### Tâche 1:
Répondez à partir du passage fourni sur les élites :
(a) Où Hillary Clinton était-elle assise lors de la cérémonie du troisième mariage de Donald Trump ?
(b) Dans quels établissements Lewis “Scooter” Libby est-il allé ?
(c) Par quelle expression John Ralston Saul désigne-t-il les courtisans ?

### Passage fourni:
____

Mais Frank ne comprend pas que, contrairement à C. Wright Mills, les élites Démocrates et Républicaines, ainsi que nos élites financières et corporatistes ne sont qu’une seule et même entité. Elles sont formées dans les mêmes institutions, fréquentent les mêmes cercles sociaux et pollinisent dans toutes les directions, comme des abeilles. Cela est vrai depuis la naissance de ce pays. Harvard et Yale ont été conçus, comme Oxford et Cambridge en Grande Bretagne, de manière à perpétuer la ploutocratie. Ils font en cela un travail remarquable.
Hillary Clinton était assise au premier rang lors de la cérémonie du troisième mariage de Donald Trump. Et Chelsea Clinton, qui vit dans un penthouse de plusieurs millions de dollars à New York, était, jusqu’à cette campagne présidentielle, une amie proche d’Ivanka Trump. George W. Bush, quoique une vraie gourde et un homme inepte, est diplômé d’Andover, Yale et Harvard Business School. De même que Bill Clinton et Barack Obama, il a recruté pour son entourage rien de moins que des membres de la Ivy League. Paul Wolfowitz était à Cornell et à l’Université de Chicago. Donald Rumsfeld est allé à Princeton. Henry “Hank” Paulson est diplômé de Dartmouth et de la Harvard Business School avant de travailler pour Goldman Sachs. Lewis “Scooter” Libby est allé à Yale et Columbia Law School. Joshua Bolten, Chef de Cabinet du Président George W. Bush, est allé à Princeton et à la Stanford Law School.
Le problème ce n’est pas les élites libérales. Le problème c’est les élites. Ils sont au service de la même idéologie. Ils travaillent dans les mêmes institutions financières, les fonds spéculatifs et les fondations, incluant le Conseil des Relations Internationales (“Council on Foreign Relations”), là où se retrouvent souvent les officiels du gouvernement quand ils ont perdu leur pouvoir. Ils appartiennent aux mêmes clubs. Ce sont des technocrates rabougris, utilisés comme administrateurs système pour les grandes sociétés capitalistes. Et aucune classe de courtisans, depuis ceux qui peuplaient les palaces Ottomans, Versailles ou la Cité Interdite, ne s’est jamais transformée en une élite responsable. Les courtisans ne sont, comme l’écrit John Ralston Saul, que des “hédonistes de pouvoir.”
Je n’ai, comme Frank, aucune affection pour les libéraux. Ils sont et ont toujours été des infatués, des égocentriques, qui parlent avec éloquence, passion même, de la justice, de l’égalité des droits tant que leurs propres privilèges et l’idée supérieure qu’ils ont d’eux-mêmes n’est pas menacée ou remise en question. Ils ont offert leur support à Martin Luther King Jr., par exemple, tant que sa lutte était limitée à l’intégration. A partir du moment ou il a commencé à parler de justice économique, ils l’ont abandonné. Mais blâmer les libéraux pour notre système de “totalitarisme inversé” est ridicule. Ils ont vu ce qu’il fallait faire pour servir les centres de pouvoir et ils l’ont fait. Les libéraux intègres, ceux qui croyaient vraiment — comme Mc Govern — aux réformes et à une démocratie libérale ont été poussés en dehors du système politique.

____

### Tâche 2:
Rendez en tableau Markdown, avec les colonnes « Numéro » et « Contenu », les lignes du listing à partir de celle qui contient "This document's <instance>" jusqu'à celle qui contient "box: [401, 505, 622, 605]", incluses, sans les lignes vides. N'y mettez que ces lignes.

____

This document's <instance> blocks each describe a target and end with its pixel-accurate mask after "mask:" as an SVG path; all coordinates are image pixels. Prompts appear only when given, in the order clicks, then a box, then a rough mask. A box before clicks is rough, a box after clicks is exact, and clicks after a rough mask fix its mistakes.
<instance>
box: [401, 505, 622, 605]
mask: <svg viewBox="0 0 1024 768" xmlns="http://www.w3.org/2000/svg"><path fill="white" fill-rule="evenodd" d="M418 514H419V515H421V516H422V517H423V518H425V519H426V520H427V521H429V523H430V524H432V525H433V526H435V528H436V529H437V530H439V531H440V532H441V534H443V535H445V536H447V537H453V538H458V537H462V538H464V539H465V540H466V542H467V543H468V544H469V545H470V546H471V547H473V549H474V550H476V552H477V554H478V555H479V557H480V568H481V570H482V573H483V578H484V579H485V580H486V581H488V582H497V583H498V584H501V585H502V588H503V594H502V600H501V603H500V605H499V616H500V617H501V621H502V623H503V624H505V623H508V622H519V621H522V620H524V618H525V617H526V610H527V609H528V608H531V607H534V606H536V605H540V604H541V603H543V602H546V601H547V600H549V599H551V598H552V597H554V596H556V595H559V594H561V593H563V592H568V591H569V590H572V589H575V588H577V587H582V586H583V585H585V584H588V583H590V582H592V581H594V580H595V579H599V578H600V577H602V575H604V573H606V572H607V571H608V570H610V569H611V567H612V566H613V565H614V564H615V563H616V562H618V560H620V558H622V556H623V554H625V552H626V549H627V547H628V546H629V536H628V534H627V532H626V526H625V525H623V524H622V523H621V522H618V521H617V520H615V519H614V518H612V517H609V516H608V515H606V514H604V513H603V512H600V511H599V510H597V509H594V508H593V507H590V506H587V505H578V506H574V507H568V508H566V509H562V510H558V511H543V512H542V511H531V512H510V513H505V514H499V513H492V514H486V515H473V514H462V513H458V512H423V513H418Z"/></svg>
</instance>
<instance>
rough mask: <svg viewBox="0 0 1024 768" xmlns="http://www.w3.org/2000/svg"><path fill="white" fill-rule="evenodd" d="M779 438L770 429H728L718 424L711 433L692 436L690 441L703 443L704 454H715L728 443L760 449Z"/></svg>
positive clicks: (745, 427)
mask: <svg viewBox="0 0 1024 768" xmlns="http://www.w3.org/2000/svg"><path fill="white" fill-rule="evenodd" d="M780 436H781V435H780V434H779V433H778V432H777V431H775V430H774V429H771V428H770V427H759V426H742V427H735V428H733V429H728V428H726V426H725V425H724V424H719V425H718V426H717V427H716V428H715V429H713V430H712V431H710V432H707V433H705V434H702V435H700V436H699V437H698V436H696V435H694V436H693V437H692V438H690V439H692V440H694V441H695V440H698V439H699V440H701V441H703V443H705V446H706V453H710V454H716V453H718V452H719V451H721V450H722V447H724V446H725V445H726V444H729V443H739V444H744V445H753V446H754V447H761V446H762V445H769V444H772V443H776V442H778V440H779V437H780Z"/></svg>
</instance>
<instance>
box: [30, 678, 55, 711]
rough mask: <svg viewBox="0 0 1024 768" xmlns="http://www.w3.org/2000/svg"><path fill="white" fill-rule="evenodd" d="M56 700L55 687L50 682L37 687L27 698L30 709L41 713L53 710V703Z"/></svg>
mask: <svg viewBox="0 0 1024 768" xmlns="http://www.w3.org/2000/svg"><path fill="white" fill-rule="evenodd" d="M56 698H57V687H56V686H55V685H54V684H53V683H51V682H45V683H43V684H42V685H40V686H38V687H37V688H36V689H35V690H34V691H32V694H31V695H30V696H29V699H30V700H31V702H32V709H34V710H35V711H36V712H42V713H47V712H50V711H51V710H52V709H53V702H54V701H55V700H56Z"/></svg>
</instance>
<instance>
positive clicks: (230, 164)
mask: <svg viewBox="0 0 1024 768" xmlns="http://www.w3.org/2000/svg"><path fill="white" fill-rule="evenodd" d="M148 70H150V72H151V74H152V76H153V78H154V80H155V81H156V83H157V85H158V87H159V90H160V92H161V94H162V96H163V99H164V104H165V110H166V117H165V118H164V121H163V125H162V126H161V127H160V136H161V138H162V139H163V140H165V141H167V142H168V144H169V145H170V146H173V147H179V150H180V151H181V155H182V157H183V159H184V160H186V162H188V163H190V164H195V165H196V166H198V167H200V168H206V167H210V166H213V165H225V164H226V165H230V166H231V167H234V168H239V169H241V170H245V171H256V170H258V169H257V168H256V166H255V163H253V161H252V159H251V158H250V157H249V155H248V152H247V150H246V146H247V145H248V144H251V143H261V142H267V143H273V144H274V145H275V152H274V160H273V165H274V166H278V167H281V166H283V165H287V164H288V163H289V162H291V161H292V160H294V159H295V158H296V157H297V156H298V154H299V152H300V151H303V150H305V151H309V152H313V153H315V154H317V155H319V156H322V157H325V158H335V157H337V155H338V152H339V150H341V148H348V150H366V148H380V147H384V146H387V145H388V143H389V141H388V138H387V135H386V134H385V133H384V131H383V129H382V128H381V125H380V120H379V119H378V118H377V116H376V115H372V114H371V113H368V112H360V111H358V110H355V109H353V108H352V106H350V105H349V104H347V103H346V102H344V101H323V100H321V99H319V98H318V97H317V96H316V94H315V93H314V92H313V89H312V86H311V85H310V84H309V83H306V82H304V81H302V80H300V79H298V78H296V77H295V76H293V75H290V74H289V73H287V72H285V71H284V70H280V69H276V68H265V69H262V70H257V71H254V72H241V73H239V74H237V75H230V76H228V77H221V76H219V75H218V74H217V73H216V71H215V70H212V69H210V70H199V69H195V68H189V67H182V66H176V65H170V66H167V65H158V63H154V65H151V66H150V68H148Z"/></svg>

____

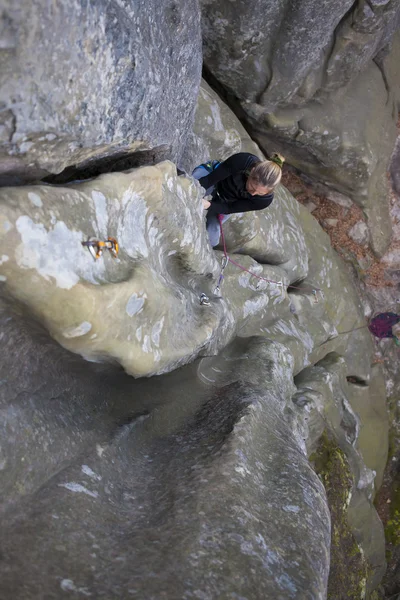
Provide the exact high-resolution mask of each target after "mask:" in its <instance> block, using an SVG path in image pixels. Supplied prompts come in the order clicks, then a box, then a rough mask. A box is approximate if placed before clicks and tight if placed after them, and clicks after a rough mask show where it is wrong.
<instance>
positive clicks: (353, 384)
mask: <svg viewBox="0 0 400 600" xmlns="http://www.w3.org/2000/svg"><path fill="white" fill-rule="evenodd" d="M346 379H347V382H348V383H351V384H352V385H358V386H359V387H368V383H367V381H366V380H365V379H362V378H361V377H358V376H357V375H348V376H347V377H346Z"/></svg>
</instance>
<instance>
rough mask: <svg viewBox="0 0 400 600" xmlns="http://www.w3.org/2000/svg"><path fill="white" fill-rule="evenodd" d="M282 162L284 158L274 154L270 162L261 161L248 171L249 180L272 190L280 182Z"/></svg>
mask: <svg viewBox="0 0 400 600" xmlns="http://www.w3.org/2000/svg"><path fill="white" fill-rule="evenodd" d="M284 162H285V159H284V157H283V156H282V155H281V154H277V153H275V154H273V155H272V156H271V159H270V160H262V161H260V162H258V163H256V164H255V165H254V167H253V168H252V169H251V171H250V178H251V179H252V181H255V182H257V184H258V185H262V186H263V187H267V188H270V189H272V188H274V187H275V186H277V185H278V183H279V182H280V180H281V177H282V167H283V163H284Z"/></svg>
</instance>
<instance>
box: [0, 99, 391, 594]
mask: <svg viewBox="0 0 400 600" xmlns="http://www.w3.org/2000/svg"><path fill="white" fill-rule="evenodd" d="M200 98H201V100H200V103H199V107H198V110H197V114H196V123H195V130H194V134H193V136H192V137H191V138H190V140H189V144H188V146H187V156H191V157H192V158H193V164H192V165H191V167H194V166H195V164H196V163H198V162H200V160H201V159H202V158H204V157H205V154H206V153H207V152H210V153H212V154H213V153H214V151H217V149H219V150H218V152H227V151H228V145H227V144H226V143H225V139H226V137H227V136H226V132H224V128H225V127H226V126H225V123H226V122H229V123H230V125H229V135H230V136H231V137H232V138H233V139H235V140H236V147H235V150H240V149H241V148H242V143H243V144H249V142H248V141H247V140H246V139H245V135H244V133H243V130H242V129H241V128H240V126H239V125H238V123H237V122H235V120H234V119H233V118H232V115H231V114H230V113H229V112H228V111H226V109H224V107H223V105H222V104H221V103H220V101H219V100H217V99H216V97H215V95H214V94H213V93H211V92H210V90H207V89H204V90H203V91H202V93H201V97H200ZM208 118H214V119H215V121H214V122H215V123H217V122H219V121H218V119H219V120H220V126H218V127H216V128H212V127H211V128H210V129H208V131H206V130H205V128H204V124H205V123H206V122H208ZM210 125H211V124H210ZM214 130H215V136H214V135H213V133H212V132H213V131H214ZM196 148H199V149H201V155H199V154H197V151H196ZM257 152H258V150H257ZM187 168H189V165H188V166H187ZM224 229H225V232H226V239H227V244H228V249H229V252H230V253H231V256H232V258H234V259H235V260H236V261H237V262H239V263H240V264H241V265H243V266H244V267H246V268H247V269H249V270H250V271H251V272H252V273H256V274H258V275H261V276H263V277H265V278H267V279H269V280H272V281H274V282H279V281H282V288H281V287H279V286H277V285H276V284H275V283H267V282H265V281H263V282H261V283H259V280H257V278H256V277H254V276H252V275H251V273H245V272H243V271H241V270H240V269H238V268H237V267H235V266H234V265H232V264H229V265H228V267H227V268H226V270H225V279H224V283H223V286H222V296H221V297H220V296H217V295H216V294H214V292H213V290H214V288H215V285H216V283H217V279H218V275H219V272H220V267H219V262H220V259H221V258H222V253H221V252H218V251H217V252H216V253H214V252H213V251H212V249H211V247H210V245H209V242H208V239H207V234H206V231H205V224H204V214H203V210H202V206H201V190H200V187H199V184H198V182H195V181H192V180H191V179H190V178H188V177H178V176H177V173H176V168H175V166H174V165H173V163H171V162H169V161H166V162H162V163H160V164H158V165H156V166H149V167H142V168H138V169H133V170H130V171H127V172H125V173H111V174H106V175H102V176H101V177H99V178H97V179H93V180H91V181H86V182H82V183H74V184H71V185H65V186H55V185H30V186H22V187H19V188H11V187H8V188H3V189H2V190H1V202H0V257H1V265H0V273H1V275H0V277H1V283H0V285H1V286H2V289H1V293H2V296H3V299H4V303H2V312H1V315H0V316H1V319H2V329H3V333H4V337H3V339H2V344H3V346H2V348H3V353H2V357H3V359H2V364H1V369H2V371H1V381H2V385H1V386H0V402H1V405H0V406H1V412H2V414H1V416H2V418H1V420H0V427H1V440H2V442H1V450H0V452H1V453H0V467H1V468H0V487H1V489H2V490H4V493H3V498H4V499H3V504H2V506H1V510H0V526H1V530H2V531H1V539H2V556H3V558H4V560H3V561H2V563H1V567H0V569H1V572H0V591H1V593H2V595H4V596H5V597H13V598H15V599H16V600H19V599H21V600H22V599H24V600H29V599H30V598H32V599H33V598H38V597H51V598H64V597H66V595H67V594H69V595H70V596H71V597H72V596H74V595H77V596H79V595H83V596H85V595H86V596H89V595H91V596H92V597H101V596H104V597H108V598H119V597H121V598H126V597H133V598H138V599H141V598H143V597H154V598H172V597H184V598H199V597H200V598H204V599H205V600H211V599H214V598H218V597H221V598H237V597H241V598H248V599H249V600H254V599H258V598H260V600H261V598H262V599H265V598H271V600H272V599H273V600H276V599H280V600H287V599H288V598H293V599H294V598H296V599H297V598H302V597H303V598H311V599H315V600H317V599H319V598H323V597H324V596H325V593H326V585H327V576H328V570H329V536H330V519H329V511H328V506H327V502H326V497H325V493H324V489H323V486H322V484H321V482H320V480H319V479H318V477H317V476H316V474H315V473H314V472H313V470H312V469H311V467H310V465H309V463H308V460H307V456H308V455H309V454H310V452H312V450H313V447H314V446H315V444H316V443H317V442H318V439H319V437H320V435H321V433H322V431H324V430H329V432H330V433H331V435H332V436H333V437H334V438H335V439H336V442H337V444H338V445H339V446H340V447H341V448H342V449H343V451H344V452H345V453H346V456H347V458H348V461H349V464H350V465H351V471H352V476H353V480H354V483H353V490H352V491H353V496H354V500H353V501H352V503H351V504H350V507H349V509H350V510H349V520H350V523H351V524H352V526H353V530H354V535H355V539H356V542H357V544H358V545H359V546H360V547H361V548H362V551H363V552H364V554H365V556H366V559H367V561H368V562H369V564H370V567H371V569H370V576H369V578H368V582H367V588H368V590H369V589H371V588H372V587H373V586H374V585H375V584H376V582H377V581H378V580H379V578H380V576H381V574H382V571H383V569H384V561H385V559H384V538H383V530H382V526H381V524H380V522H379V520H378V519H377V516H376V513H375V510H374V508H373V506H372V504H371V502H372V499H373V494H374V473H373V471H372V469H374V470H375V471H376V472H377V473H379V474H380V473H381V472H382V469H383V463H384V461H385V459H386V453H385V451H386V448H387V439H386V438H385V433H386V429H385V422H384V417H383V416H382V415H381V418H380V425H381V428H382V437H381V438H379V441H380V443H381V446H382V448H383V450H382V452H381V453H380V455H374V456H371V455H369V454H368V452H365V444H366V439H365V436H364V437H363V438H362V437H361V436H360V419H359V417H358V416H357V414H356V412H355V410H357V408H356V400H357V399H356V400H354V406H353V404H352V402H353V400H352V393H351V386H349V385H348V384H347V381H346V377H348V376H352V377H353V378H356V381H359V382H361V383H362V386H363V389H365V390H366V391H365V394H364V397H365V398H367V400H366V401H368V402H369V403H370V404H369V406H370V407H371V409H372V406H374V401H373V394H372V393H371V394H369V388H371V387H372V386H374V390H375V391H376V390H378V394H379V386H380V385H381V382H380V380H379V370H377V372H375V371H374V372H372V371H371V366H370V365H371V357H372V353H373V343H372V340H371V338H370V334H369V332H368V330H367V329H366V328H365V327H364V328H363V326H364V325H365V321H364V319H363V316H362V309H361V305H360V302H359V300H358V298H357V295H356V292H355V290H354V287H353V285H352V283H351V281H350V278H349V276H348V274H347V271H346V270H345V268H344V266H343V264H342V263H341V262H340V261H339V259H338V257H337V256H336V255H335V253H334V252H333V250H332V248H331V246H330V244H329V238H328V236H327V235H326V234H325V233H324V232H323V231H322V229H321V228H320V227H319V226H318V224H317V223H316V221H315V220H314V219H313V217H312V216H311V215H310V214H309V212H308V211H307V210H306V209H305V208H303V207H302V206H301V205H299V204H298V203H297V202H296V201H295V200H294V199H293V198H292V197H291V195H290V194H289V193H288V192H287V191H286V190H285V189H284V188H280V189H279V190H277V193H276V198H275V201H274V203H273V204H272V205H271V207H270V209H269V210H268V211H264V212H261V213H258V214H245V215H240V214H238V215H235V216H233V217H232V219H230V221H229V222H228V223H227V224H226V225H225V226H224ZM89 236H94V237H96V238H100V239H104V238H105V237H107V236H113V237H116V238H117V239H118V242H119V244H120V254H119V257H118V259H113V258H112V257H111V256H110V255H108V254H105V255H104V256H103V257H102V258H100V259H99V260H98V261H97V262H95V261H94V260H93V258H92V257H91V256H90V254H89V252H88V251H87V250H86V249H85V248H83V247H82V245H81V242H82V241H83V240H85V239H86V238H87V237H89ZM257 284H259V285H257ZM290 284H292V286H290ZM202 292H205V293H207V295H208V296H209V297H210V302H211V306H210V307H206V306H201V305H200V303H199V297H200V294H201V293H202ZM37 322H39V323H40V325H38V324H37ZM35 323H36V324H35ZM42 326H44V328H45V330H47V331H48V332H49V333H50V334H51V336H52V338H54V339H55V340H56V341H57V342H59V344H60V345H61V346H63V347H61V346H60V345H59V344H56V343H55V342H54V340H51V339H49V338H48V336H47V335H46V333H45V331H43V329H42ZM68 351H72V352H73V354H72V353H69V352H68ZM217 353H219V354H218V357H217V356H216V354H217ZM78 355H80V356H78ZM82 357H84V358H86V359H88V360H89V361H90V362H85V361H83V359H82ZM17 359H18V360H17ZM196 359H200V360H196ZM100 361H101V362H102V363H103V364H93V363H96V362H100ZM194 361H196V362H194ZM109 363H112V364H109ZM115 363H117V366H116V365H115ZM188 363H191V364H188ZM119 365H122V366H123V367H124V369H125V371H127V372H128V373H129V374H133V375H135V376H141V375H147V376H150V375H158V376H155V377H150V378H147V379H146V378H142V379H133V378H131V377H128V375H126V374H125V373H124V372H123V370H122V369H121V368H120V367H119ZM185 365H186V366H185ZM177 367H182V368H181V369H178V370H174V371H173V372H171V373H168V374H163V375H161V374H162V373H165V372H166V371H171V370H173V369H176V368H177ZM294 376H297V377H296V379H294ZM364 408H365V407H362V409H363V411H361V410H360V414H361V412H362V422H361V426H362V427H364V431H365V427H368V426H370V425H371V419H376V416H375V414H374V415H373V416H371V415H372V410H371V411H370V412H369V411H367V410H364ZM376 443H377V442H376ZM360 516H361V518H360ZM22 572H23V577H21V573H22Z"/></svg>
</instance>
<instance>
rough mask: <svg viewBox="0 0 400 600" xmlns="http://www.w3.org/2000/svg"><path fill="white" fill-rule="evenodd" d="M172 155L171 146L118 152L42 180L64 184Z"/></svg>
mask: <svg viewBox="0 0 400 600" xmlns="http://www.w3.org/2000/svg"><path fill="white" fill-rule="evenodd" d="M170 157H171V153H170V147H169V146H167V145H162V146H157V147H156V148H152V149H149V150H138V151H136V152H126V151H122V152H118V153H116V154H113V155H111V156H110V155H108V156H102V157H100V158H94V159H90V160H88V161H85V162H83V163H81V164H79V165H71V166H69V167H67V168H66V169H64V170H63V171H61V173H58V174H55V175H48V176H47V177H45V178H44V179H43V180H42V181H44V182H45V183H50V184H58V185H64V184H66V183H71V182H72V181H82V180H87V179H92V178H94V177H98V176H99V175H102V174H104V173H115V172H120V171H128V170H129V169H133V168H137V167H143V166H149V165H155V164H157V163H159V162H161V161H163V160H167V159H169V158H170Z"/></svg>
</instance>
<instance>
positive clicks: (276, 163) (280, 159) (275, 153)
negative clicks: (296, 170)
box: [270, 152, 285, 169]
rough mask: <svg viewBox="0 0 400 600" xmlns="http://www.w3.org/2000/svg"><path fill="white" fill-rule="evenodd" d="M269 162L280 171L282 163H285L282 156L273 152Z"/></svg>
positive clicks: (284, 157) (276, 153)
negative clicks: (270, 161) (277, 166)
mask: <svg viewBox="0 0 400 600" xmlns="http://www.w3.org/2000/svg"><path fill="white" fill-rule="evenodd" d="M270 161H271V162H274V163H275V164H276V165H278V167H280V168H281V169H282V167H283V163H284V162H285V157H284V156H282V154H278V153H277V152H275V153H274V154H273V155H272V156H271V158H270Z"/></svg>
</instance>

____

### Réponse 1:
(a) Au premier rang.
(b) À Yale et à la Columbia Law School.
(c) Des « hédonistes de pouvoir ».

### Réponse 2:
| Numéro | Contenu |
|---|---|
| 1 | This document's <instance> blocks each describe a target and end with its pixel-accurate mask after "mask:" as an SVG path; all coordinates are image pixels. Prompts appear only when given, in the order clicks, then a box, then a rough mask. A box before clicks is rough, a box after clicks is exact, and clicks after a rough mask fix its mistakes. |
| 2 | <instance> |
| 3 | box: [401, 505, 622, 605] |